[time-nuts] Standards for units

Arnold Tibus Arnold.Tibus at gmx.de
Tue Apr 3 09:08:51 EDT 2007


Hello to all, 
and thank you very much Enrico, a very nice and comprehensive 
document. 

There is a  book on the market  (2005) "The Measure of all Things" by 
Ken Alder, Free Press New York, translated version in german (2006)
"Das Mass der Welt". It tells on about 500 pages quite precise and 
very detailed (based on a lot of original french and other documents) 
the long history and big work principally of J.- B.-J. Delambre,  P.- F.-A. Méchain 
and J.-J. Lalande fighting for the definition and introduction of the meter 
in the 18. century. 
Worth to be read I believe. 

I like all the discussions on this Time-Nuts platform. Concerning the 
relation between inch and meter I thought that the definition 
is fixed long time ago.  

  When the meter was defined to be multiples of the wavelength 
  of light in vacuum, in 1959, the relationship between inches and
  centimeters was redefined to be that one inch is equal to 2.540
  centimeters, exactly.  The new  foot, derived from 1 inch = 2.54 cm (exactly), 
  is referred to as the "international foot".

There are a lot of informations about to find in the internet, but to be on the safe
side I had a look on the NIST homepage: 

http://emtoolbox.nist.gov/Faq/Faq.asp#FAQ-Miscellaneous-6

(") Quote:
What is the definition of the meter and the inch?

===

## Task requirements
1) Answer these from the post above:
(a) In what year did the English edition of the book come out?
(b) What is the book's title in its German translation?
(c) In what year was one inch set at exactly 2.540 centimeters?
2) Reproduce the post word for word, from "Arnold Tibus Arnold.Tibus" up to and including "in german (2006)".

===

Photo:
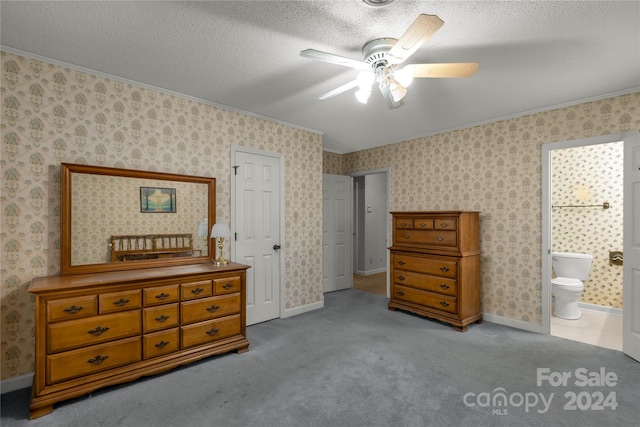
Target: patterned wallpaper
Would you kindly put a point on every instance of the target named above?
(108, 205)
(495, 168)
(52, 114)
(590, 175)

===

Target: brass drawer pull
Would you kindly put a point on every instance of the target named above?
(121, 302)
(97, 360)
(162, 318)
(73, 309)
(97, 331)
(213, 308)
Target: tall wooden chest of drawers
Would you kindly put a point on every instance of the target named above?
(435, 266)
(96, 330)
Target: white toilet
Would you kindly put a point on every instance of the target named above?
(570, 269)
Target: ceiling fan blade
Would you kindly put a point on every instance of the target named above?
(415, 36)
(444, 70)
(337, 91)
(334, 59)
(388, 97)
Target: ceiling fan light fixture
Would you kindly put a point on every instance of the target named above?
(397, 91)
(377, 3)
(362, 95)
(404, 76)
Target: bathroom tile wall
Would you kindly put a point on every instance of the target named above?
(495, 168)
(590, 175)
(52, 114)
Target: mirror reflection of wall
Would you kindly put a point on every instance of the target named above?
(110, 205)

===

## Solved tasks
1)
(a) 2005
(b) "Das Mass der Welt"
(c) 1959

2)
Arnold Tibus Arnold.Tibus at gmx.de
Tue Apr 3 09:08:51 EDT 2007


Hello to all, 
and thank you very much Enrico, a very nice and comprehensive 
document. 

There is a  book on the market  (2005) "The Measure of all Things" by 
Ken Alder, Free Press New York, translated version in german (2006)